- [Action item] Filter the entries beneath this task, copying only the lines that hold the word "pole".

Referring expression data:
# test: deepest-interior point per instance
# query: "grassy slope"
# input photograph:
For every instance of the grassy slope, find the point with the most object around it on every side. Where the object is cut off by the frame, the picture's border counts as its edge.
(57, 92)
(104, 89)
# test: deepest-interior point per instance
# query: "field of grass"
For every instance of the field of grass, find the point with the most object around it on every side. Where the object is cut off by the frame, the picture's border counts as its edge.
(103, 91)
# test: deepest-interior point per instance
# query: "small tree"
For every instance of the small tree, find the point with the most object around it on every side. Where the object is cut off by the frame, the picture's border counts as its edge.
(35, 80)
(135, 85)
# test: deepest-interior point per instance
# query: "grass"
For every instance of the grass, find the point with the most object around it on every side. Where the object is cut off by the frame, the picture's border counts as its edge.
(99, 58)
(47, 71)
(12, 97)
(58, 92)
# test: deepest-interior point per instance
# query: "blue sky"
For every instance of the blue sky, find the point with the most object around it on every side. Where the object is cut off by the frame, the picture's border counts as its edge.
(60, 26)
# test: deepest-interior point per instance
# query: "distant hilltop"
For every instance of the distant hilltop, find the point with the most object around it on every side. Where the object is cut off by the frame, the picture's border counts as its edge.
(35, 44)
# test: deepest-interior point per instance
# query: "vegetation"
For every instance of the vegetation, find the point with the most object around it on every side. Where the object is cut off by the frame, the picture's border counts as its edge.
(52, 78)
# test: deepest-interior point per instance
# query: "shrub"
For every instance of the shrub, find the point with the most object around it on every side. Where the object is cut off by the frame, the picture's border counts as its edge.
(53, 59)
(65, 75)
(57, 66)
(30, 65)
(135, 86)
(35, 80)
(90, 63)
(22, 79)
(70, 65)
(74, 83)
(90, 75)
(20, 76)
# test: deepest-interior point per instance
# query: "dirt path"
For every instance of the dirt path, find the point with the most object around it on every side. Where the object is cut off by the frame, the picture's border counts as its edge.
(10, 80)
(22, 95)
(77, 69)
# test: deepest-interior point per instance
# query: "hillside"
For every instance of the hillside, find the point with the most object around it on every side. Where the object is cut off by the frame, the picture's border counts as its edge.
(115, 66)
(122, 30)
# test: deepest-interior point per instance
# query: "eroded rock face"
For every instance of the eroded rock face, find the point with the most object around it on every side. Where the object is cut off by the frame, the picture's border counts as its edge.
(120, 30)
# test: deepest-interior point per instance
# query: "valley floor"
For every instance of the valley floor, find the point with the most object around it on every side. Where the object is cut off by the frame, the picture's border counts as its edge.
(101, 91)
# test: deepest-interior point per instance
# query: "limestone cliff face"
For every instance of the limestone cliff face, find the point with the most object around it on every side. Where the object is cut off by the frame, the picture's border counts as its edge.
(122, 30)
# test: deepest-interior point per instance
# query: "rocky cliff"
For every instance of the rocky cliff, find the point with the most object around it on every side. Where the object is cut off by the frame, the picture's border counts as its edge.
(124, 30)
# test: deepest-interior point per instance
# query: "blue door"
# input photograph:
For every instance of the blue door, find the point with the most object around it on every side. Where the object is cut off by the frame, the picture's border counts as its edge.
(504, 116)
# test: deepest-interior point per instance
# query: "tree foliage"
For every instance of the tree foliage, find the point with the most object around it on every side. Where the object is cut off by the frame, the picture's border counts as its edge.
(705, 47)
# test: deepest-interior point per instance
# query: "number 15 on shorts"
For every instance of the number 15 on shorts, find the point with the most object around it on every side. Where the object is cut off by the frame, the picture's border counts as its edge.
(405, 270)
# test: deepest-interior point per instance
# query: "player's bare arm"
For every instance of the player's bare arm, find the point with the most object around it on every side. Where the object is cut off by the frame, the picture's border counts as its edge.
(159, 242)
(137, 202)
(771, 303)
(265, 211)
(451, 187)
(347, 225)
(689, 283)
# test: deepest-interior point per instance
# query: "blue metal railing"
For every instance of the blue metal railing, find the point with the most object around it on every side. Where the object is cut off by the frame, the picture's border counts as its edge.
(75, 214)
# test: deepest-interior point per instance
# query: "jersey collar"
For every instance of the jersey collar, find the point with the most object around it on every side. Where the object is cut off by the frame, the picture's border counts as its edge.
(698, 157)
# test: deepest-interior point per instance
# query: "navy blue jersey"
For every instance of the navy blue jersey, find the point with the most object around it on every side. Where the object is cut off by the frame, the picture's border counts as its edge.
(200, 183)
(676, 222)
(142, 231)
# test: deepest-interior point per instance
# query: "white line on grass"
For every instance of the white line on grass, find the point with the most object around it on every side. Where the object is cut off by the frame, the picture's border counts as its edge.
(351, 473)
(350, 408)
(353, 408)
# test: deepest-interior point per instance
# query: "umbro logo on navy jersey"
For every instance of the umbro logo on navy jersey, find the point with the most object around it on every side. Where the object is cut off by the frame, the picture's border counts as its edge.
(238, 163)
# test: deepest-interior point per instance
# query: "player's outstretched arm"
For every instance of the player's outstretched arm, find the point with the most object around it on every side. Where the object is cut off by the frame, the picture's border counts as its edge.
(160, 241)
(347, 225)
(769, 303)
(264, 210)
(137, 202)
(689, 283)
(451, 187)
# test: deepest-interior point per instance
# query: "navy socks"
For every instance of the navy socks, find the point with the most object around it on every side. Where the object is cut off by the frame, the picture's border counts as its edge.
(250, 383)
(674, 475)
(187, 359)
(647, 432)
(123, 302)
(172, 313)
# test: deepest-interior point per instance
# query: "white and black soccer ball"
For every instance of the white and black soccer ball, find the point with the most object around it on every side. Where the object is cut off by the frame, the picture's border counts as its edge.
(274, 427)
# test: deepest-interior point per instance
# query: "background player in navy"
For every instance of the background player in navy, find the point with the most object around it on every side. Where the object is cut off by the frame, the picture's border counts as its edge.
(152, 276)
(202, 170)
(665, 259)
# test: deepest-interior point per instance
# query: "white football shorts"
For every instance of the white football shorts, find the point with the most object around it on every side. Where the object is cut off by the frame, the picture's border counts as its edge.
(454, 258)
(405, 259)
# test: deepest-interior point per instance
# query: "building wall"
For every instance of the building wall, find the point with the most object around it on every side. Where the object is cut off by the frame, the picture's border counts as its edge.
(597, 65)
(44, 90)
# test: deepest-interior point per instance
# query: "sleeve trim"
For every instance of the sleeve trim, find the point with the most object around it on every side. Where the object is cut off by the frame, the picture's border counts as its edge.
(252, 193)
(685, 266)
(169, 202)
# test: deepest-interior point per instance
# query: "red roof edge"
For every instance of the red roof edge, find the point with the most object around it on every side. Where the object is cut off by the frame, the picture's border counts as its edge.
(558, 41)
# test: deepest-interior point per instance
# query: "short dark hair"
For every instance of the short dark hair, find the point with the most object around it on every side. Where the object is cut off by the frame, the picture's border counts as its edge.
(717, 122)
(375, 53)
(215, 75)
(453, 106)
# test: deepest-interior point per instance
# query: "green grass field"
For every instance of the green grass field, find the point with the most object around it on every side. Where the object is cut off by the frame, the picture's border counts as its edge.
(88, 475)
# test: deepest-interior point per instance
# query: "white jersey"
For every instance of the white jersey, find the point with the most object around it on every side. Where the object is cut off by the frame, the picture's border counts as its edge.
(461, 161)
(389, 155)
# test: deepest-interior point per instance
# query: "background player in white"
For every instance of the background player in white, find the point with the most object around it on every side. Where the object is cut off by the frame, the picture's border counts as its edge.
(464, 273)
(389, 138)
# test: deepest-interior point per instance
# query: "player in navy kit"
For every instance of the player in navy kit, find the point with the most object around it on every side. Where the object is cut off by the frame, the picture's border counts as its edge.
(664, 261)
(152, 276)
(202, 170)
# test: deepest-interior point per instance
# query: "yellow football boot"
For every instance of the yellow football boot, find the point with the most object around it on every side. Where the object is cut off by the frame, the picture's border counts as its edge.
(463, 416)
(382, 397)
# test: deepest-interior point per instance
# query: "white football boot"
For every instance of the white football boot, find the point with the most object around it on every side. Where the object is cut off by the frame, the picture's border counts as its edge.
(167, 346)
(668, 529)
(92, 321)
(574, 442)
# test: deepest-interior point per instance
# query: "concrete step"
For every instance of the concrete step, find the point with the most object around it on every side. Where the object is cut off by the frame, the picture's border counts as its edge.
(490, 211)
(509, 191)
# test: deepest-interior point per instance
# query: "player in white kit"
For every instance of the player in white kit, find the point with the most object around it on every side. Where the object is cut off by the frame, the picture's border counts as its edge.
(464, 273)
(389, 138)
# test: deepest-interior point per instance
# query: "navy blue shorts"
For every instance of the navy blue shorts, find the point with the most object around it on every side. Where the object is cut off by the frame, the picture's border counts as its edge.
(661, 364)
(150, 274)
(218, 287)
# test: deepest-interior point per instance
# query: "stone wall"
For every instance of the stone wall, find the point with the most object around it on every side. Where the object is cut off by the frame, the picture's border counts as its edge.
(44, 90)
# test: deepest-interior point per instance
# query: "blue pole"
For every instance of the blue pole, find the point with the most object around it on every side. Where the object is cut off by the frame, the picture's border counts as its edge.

- [Reply]
# query: "blue pole"
For every instance of the blue pole, find the point with the most object around it on every side. Where the object is cut off by the frame, the picture's border counts as its edge.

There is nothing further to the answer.